─── Extracted entries

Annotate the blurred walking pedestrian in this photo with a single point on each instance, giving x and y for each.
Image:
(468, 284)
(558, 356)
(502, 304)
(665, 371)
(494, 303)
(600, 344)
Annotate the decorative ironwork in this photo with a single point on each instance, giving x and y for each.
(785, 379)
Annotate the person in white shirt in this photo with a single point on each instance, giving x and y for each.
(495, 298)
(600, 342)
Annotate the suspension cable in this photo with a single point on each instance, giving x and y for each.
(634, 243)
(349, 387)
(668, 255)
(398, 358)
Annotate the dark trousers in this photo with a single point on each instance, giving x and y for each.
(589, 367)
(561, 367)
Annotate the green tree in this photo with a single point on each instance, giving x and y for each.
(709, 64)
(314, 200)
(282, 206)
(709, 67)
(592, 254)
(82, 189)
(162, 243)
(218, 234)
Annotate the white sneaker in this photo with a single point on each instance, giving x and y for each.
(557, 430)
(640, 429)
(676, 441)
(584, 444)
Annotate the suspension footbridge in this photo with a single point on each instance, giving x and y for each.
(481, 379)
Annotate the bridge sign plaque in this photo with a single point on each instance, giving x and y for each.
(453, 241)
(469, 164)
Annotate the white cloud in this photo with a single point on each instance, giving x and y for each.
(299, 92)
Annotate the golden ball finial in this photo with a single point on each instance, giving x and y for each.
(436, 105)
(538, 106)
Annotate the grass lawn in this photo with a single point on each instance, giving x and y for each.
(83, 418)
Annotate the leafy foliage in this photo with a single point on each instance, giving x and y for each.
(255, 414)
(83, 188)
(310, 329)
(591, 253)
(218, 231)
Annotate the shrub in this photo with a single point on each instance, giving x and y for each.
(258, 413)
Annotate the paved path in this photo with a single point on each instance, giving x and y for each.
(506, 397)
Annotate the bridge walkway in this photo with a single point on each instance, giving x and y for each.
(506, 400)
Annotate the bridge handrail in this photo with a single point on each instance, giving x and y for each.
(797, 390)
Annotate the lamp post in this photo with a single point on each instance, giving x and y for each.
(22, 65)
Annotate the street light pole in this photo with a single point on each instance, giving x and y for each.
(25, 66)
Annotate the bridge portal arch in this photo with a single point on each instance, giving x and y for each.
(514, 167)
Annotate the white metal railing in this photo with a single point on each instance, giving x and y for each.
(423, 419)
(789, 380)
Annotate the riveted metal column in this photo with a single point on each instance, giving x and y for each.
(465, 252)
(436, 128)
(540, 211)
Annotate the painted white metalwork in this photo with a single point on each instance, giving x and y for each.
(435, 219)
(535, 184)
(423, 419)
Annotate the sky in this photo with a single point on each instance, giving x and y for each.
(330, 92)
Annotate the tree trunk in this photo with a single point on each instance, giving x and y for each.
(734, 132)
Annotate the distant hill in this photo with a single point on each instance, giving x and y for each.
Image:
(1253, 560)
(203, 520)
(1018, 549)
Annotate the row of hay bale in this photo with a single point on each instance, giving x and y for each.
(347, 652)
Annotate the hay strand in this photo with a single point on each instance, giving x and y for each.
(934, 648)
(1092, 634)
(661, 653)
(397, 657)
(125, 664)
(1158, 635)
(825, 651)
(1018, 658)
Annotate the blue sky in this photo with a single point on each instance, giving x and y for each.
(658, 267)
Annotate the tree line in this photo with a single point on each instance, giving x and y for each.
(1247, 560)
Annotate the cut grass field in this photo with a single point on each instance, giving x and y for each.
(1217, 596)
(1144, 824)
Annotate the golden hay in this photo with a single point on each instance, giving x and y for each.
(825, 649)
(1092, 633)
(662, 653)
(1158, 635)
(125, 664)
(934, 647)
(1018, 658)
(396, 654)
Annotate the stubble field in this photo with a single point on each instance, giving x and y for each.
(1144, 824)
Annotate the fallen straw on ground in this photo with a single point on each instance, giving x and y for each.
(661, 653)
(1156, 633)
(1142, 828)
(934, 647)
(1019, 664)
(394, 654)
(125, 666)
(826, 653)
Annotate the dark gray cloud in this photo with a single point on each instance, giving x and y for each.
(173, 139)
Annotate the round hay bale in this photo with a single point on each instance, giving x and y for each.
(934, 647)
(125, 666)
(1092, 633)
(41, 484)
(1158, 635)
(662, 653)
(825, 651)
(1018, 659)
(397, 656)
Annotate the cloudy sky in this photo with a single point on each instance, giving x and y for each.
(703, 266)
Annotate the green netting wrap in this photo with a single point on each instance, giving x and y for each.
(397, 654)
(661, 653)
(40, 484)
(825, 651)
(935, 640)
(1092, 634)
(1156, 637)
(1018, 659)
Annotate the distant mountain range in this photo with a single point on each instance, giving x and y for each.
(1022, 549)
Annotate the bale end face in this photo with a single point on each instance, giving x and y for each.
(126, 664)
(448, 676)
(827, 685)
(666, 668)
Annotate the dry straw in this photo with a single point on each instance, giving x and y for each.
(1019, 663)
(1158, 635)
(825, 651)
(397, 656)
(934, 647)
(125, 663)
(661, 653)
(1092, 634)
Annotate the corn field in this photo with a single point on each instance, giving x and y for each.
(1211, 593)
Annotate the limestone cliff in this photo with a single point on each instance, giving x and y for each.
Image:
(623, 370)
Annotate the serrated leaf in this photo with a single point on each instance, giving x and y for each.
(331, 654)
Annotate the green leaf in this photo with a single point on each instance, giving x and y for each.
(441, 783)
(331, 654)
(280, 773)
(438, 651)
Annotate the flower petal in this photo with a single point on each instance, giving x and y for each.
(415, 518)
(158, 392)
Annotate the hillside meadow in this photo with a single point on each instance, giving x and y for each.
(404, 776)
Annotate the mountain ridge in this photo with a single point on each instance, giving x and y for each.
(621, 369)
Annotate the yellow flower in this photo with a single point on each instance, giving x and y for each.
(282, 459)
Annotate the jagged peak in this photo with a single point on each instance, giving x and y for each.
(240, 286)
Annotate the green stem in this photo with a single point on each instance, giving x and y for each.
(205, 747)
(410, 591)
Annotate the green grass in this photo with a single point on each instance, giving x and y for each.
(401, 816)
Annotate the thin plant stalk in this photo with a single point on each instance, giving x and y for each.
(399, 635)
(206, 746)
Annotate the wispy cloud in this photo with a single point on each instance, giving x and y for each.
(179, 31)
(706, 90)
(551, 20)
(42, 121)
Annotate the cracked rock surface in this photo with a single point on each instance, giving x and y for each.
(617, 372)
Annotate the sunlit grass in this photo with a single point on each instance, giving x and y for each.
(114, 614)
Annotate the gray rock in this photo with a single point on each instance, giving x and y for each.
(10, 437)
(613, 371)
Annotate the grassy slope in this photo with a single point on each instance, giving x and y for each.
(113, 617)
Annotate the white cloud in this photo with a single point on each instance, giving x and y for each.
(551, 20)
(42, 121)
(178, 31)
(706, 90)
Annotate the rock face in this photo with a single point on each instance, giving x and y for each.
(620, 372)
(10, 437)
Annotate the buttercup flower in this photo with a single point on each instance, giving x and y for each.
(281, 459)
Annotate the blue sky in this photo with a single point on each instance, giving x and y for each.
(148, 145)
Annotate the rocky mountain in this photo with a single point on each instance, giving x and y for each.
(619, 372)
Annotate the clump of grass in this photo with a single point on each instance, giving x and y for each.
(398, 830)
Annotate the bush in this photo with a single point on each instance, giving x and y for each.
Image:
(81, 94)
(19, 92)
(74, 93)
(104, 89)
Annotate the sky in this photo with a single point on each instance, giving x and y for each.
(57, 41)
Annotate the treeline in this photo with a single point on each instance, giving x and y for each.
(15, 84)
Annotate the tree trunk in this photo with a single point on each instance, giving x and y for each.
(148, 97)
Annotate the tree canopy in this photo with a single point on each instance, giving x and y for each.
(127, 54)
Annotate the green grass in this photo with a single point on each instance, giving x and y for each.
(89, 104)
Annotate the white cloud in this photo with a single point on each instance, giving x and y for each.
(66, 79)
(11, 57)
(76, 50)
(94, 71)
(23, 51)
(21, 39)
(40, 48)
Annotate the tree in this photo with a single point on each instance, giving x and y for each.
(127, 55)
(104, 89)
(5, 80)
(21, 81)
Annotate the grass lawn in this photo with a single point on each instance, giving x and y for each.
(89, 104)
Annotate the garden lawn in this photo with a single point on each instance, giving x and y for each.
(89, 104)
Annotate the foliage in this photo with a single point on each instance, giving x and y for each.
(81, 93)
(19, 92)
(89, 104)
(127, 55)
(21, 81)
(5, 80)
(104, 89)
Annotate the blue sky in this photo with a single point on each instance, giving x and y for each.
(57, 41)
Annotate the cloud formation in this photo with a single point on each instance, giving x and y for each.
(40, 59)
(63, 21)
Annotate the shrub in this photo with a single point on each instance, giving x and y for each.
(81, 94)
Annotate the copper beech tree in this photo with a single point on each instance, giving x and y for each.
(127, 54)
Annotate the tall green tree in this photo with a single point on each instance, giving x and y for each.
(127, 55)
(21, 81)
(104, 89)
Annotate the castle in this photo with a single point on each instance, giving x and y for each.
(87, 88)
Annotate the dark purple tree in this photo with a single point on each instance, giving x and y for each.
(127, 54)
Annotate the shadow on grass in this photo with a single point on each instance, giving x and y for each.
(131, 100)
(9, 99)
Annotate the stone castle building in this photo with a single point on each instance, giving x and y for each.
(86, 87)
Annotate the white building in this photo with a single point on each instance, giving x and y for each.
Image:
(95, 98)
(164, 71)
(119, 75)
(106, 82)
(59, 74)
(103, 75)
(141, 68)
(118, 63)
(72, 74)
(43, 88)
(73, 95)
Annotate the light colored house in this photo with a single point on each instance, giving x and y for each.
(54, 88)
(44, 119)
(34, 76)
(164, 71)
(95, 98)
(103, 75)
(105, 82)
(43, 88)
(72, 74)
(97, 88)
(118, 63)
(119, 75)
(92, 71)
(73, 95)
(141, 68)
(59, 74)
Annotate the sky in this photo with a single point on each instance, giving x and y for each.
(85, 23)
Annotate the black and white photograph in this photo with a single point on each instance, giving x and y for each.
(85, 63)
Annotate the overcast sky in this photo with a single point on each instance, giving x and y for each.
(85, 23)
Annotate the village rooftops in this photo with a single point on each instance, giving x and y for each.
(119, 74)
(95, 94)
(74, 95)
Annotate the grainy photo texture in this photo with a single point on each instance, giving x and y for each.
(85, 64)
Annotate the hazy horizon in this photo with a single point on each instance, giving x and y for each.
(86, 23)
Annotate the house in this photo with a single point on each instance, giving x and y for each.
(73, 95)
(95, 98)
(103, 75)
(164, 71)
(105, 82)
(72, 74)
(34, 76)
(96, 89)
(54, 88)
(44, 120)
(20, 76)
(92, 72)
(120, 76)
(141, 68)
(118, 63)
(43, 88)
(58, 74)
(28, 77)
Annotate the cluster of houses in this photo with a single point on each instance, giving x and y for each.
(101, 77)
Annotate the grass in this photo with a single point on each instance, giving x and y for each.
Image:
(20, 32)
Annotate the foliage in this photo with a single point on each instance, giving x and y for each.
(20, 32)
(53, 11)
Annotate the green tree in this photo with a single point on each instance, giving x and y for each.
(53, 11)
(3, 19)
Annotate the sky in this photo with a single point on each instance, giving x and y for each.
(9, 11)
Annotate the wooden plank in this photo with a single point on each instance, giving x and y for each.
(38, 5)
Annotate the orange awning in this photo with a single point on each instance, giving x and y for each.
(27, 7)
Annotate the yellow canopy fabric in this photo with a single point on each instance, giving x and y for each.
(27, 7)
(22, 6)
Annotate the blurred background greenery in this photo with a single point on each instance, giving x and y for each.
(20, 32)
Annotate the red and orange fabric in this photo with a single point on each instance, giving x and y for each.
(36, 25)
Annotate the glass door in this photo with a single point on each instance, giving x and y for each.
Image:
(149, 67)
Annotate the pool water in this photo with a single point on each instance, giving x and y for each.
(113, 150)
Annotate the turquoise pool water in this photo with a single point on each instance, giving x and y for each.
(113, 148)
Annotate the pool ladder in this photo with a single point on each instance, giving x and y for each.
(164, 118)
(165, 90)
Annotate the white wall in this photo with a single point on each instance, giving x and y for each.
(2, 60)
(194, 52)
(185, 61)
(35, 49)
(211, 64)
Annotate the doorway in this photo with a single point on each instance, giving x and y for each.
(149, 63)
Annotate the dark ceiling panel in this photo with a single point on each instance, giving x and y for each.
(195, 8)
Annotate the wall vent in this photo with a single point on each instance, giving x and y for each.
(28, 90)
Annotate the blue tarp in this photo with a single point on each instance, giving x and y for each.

──────

**Work task**. Emit verbatim the lines running from the one with "Annotate the dark ceiling" through the last line of the data, both endpoints inclusive.

**Response**.
Annotate the dark ceiling panel in this photo with a single point on each instance, giving x and y for each.
(195, 8)
Annotate the wall vent in this photo with a single point on each instance, giving x and y for each.
(28, 90)
Annotate the blue tarp in this photo with a single point on each instance, giving x and y for each.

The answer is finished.